** start Dataset records **
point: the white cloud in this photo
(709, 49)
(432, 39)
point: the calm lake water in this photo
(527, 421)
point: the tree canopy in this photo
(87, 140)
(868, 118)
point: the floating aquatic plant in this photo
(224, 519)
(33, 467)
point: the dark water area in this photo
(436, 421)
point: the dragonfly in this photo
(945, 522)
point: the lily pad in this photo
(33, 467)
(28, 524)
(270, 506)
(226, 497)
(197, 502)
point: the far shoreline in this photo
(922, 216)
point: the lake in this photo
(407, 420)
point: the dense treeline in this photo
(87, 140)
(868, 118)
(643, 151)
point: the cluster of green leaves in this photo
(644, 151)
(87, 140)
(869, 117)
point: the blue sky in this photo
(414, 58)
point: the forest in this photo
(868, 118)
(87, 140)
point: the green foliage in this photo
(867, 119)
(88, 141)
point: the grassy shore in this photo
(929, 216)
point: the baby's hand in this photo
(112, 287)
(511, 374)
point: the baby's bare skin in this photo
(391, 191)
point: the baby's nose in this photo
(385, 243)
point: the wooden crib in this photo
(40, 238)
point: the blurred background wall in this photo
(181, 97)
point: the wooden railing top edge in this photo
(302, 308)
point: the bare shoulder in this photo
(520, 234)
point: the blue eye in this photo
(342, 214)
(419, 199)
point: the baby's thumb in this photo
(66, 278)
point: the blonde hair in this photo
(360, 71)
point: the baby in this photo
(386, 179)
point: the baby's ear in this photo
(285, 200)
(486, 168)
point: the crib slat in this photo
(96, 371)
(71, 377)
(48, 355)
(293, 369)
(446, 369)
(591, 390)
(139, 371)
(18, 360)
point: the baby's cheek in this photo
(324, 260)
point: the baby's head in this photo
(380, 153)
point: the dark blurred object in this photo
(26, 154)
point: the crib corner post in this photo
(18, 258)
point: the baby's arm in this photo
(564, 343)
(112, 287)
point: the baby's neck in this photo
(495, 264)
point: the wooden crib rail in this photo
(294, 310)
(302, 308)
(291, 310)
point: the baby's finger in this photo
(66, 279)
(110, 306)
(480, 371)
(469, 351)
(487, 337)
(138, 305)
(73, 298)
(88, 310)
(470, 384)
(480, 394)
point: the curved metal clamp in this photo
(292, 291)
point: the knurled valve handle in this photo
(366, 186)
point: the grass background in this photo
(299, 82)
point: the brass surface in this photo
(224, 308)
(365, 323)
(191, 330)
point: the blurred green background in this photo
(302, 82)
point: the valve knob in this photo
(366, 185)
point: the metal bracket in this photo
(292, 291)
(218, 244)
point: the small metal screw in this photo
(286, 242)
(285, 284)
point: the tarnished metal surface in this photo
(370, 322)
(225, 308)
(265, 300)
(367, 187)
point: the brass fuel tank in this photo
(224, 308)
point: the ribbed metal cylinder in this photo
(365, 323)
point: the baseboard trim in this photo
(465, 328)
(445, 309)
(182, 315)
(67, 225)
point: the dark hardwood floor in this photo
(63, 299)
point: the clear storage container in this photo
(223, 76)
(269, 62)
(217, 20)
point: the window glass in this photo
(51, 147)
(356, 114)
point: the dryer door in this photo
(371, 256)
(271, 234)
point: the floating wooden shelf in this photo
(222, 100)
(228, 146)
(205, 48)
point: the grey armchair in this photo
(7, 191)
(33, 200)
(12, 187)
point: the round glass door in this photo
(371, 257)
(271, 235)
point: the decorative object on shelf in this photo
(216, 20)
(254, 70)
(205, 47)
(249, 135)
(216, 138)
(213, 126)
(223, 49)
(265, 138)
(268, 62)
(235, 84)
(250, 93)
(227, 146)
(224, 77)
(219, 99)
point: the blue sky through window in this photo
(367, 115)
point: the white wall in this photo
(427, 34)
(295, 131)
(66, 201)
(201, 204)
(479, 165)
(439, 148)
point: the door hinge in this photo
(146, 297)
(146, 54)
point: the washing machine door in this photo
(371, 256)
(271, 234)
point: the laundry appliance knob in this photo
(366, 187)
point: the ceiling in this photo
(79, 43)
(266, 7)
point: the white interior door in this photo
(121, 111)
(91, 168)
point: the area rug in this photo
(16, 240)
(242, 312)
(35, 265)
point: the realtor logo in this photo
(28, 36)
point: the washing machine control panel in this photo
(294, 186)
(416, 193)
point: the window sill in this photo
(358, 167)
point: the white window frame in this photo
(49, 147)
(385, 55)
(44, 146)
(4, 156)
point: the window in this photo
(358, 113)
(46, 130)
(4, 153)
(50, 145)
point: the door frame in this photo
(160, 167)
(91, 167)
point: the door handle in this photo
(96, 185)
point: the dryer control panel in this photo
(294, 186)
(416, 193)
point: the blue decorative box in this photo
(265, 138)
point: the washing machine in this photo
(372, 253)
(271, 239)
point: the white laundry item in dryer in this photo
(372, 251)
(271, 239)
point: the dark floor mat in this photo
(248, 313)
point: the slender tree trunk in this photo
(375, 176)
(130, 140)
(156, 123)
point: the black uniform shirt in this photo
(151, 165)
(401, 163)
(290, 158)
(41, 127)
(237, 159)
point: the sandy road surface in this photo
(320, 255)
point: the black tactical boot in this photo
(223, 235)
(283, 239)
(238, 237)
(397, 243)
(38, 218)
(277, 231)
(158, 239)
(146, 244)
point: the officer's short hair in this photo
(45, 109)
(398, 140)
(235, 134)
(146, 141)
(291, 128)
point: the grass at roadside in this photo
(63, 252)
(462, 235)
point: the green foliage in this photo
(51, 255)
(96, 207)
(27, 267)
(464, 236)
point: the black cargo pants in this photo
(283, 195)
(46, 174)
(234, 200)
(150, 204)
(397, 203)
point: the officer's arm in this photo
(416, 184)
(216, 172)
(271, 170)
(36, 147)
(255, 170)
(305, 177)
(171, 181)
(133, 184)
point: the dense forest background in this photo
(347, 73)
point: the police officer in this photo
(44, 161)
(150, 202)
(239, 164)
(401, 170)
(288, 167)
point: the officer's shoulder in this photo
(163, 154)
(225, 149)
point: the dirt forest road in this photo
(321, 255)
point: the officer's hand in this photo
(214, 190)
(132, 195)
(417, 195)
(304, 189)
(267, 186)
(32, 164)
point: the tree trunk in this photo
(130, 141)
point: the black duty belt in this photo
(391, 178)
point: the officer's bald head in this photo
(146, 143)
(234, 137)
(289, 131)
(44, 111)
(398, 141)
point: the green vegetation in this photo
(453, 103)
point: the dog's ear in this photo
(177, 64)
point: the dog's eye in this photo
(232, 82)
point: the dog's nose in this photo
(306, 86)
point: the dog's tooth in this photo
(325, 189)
** end Dataset records **
* **Problem requirements**:
Rewrite every line of the material, starting at the line that contains "point: the dog's ear in this photo" and ending at the last line of the material, keeping the text lines unchanged. Multiply each coordinate by 1.05 and round it to the nearest whole number, rounding halves up.

* **Answer to this task**:
point: the dog's ear in this photo
(186, 67)
point: the dog's eye in this photo
(244, 86)
point: the dog's nose in this photo
(321, 90)
point: the dog's tooth in this photo
(341, 198)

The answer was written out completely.